*Task description*.
Below are some entries; set them all down exactly.

*Provided records*.
---

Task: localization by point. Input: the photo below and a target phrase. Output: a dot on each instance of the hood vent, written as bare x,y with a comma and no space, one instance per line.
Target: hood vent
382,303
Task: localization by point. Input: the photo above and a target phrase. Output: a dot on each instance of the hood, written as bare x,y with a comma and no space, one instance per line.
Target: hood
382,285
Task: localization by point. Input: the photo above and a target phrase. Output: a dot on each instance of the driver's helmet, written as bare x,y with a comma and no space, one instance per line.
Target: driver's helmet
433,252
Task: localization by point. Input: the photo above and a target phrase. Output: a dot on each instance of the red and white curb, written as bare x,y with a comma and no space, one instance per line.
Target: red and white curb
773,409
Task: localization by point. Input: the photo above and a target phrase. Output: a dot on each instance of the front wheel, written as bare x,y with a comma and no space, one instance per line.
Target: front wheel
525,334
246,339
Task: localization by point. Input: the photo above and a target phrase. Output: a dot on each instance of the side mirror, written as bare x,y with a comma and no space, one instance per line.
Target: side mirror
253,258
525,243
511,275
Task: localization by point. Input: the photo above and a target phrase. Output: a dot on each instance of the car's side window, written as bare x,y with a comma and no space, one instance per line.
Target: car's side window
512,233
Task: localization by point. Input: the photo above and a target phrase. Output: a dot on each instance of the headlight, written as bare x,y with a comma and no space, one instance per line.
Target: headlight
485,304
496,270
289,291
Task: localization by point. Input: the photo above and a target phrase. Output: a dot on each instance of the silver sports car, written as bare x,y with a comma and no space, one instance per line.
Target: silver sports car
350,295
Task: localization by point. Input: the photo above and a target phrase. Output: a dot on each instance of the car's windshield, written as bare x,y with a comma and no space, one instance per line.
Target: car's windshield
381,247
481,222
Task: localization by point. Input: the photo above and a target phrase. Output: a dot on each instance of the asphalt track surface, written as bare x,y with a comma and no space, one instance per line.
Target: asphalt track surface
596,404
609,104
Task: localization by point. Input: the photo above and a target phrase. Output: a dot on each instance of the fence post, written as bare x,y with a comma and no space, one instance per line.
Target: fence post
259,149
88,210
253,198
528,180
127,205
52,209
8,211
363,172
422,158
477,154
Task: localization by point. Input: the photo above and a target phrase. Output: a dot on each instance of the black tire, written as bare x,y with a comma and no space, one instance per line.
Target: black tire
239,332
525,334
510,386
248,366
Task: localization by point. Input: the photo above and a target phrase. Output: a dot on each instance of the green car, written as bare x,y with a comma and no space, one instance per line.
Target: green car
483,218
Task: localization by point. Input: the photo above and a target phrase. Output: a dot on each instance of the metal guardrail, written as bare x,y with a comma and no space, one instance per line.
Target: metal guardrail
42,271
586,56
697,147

---

*Result of this exercise*.
Task: localization by point. Input: the photo below and a target phrase. Output: a dot on each instance of the hood vent, written as bare x,y with a comma and no space, one instance per line.
Target: hood vent
382,303
Task: localization by point. Input: the photo above and a target phrase. Output: a dot on each instance of the hood, written as bare x,y with a comma and no space, one instance per line.
Target: hood
382,285
Task: localization by point. Input: the photo above and a target phrase. Output: a dot on each instance of the driver's helmet, written as bare x,y with a comma and no space, one instance per line.
Target: driver's helmet
433,252
Task: localization by point. Input: the photo above and a target phrase. Output: a dot on each instance of the red and white curb, written as bare x,y with a comma and no space, one instance per line.
Target: red and white curb
773,409
Task: localization by point. Input: the photo above and a target phrase. Output: a dot on each instance of the front wheel, written as bare x,y with a comma and no space, one instance per line.
Target: front wheel
525,334
246,339
Task: localization by point. Input: the photo above and a target phrase. Output: a dot on each instance of the side mirror, written as bare x,y with a comma and no space, one instance per line.
Target: side mirror
253,258
525,243
511,275
Task: localization by point. Input: the photo above and a target phrase. Output: a dot on each instance of the car's side window, written as bare x,y with a comma and no space, one instance per line.
Target: car's side window
512,233
Task: localization by point. Input: the photo above and a target phrase. Output: a dot on each instance of the headlight, written as bare x,y with a comma and no space, one instance per line.
Target: headlight
485,304
496,270
289,291
Task: localization by point. Input: the photo above and a target phrase. Output: a dot on each instance of the silver sports car, written as bare x,y with a comma and no space, one instance per line.
Target: silver sports car
350,295
Task: localization by point. Input: the photo above and a target phrase. Output: a dot on each instance of the car's windshield, written as bare x,y with a comma and no space, one instance per line.
Target: car's windshield
381,247
481,222
Task: localization by point. Input: the photo above and a target phrase. Output: a dot on each instance of the asphalt track surface, written as bare x,y with a comma and no space, one instance per line.
Target: asphalt track surface
596,404
609,104
Task: localization by point. Input: the photo above and a target phrase. Output: a dot on each instance of the fence post, written as bare x,y with a comma and no space, one instance per line.
Target: fence post
259,149
88,210
253,198
528,180
127,205
52,209
8,211
363,172
422,158
477,154
Task: localization by point. Input: the photo above and a target phrase. Output: a dot on each instance of the black tire, written as bare x,y with a comma and no space, one instance per line.
Target: black tire
239,332
525,334
510,386
248,366
Task: localization by point. Input: the photo above and a target phrase. Output: a dot on each instance of the green car, written as bare x,y with a comma and no space, one instance per line.
Target: green car
483,218
Task: localization by point. Input: the photo above and a target phrase. Output: a dot on each instance of the metal guardrail, written as bare x,y with a comma and no space, one instance per line.
Target: metal guardrail
42,271
586,56
697,147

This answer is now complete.